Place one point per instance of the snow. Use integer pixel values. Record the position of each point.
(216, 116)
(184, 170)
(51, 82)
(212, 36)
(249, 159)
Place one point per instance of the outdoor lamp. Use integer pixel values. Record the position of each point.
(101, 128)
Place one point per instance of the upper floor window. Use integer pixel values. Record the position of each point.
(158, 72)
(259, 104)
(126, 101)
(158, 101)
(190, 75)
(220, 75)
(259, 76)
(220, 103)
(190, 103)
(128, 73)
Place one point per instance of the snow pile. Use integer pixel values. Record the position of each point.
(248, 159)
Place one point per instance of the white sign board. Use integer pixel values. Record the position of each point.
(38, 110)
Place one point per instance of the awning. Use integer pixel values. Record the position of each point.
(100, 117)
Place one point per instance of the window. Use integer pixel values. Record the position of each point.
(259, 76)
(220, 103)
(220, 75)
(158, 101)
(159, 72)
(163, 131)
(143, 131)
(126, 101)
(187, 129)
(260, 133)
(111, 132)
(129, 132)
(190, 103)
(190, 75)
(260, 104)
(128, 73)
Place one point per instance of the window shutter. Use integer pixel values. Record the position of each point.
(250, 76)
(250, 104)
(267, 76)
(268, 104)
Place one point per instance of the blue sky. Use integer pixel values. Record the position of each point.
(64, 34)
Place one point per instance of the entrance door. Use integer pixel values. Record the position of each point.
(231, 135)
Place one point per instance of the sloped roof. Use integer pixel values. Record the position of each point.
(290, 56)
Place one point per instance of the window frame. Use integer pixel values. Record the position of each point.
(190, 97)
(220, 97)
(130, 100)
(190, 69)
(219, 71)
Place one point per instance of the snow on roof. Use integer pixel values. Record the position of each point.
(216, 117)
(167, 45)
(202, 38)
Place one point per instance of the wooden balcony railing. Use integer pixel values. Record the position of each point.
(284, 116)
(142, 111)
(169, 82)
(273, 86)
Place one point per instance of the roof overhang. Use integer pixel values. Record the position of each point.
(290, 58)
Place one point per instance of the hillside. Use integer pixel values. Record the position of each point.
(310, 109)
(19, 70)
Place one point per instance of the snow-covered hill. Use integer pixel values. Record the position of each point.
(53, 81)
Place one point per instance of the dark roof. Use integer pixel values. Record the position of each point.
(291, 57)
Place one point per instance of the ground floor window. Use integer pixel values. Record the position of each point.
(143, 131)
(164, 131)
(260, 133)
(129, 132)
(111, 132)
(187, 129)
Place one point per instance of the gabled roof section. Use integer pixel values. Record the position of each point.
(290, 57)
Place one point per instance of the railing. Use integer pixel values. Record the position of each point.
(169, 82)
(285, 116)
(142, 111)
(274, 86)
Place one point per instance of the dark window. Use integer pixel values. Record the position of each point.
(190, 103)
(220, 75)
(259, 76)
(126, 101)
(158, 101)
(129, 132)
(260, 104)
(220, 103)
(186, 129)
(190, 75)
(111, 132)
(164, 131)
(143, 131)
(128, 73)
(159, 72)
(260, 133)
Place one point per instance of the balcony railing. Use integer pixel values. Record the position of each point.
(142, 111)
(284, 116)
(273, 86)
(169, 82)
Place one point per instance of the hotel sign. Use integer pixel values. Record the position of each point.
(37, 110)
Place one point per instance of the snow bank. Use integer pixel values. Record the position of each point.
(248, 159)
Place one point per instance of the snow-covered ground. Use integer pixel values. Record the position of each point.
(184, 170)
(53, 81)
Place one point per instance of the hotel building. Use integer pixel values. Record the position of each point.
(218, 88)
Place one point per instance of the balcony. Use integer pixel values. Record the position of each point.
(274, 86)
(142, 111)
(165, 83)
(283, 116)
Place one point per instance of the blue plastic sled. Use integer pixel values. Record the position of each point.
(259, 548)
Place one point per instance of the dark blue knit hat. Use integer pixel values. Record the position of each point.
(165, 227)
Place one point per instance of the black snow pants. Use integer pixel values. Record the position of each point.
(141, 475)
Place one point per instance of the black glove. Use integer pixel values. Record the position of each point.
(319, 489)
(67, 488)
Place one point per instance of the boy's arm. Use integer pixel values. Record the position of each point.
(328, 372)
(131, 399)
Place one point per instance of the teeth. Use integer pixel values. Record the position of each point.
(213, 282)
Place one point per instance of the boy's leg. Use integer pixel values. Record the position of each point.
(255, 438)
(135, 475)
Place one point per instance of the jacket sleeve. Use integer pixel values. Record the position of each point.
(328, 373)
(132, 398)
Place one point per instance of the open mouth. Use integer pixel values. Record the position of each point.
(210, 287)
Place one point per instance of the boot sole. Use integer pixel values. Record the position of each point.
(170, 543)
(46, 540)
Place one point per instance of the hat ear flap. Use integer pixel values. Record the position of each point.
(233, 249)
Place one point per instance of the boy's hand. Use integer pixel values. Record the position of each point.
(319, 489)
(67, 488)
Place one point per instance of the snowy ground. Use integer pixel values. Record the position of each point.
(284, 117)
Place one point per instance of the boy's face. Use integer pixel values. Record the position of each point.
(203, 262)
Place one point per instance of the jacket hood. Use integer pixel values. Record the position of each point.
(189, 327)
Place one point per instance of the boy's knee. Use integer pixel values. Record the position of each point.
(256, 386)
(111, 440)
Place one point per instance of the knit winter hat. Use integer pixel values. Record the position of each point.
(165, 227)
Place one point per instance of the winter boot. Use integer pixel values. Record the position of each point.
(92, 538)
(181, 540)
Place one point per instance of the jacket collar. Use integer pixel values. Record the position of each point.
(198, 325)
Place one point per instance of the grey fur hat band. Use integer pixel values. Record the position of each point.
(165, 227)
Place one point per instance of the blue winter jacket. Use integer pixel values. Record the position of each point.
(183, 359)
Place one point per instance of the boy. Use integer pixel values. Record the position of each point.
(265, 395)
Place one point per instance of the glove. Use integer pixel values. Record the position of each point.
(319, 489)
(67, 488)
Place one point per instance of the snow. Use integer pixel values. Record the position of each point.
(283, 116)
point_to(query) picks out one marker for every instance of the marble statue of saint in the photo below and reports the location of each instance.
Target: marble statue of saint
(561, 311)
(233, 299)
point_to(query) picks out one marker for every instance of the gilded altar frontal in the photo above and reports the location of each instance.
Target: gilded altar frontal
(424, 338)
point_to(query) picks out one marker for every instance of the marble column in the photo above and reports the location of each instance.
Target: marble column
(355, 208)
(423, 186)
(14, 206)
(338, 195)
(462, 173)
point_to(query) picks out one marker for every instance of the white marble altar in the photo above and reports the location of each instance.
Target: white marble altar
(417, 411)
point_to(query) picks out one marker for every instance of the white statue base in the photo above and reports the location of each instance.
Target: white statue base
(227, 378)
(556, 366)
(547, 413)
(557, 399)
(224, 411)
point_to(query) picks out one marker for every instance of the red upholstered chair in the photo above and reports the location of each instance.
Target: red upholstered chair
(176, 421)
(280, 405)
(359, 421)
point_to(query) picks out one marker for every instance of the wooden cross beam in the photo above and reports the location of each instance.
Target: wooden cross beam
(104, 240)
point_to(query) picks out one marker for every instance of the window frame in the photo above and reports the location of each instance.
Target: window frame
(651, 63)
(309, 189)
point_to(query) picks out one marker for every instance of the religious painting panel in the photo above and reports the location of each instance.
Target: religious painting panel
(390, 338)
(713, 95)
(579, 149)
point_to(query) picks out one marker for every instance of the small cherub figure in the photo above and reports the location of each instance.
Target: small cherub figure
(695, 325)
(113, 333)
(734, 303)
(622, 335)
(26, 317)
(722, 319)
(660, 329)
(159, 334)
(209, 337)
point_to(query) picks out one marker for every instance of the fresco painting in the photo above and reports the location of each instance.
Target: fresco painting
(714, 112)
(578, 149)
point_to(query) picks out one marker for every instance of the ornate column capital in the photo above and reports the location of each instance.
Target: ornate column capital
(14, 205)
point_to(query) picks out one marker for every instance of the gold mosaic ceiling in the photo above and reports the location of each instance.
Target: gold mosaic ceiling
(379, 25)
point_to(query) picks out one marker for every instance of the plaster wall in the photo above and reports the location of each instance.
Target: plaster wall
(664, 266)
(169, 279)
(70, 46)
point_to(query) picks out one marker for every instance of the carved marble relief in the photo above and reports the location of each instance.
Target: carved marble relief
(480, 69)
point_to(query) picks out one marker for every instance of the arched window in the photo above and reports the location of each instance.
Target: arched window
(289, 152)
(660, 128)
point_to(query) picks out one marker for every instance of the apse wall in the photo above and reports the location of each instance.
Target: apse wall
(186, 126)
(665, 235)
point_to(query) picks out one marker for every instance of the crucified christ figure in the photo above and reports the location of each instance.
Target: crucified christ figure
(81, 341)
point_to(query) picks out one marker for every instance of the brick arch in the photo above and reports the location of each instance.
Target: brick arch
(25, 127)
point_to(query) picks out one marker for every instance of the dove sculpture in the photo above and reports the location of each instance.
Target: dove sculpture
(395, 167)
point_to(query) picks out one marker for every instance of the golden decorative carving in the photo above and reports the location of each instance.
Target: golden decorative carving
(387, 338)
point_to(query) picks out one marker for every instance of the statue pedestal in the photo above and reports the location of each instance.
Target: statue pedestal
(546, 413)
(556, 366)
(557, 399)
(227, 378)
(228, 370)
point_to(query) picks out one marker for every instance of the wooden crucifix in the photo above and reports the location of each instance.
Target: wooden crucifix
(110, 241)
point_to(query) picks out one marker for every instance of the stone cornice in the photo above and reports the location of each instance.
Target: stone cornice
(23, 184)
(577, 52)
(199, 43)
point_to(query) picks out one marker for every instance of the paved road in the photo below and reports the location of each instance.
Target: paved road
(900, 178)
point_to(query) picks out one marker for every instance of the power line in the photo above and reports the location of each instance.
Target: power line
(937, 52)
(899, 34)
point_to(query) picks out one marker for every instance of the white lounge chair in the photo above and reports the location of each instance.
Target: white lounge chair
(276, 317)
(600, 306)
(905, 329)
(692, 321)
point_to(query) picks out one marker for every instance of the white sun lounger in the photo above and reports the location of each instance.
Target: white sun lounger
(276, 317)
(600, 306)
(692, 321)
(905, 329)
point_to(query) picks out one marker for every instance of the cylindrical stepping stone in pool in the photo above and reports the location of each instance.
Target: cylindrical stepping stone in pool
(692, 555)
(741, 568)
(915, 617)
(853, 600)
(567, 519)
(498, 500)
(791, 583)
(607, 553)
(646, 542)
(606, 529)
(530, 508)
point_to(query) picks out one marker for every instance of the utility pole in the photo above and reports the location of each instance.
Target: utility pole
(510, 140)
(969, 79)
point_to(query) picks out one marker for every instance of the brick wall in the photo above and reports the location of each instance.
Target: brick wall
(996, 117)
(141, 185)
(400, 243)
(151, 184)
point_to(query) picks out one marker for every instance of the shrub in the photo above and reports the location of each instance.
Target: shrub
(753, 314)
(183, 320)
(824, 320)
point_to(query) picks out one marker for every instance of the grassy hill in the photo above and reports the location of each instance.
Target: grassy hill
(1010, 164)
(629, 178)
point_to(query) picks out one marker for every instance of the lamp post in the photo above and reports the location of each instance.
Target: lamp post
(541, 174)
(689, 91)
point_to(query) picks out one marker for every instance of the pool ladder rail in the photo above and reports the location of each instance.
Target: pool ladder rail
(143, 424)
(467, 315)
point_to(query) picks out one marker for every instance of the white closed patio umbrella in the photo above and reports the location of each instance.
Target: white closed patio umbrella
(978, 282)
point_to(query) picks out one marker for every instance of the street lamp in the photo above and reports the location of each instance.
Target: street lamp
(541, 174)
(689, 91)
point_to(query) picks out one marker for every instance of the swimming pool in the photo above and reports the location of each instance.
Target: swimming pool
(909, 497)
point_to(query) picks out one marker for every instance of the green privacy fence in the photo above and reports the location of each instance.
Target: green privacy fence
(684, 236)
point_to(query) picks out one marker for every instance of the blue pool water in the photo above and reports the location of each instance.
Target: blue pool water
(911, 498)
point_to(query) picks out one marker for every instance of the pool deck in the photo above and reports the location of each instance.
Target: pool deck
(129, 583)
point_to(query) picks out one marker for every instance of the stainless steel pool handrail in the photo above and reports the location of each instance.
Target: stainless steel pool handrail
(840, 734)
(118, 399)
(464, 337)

........

YOUR TASK: Where the string "below" occurs in a line of the listing, copy the line.

RESULT OF THIS TASK:
point_to(query) picks out one marker for every instance of the marble statue of saint in the photo below and reports the location of each instance.
point_to(query) picks out one marker for every instance of the paved road in the photo below and reports the location of each instance.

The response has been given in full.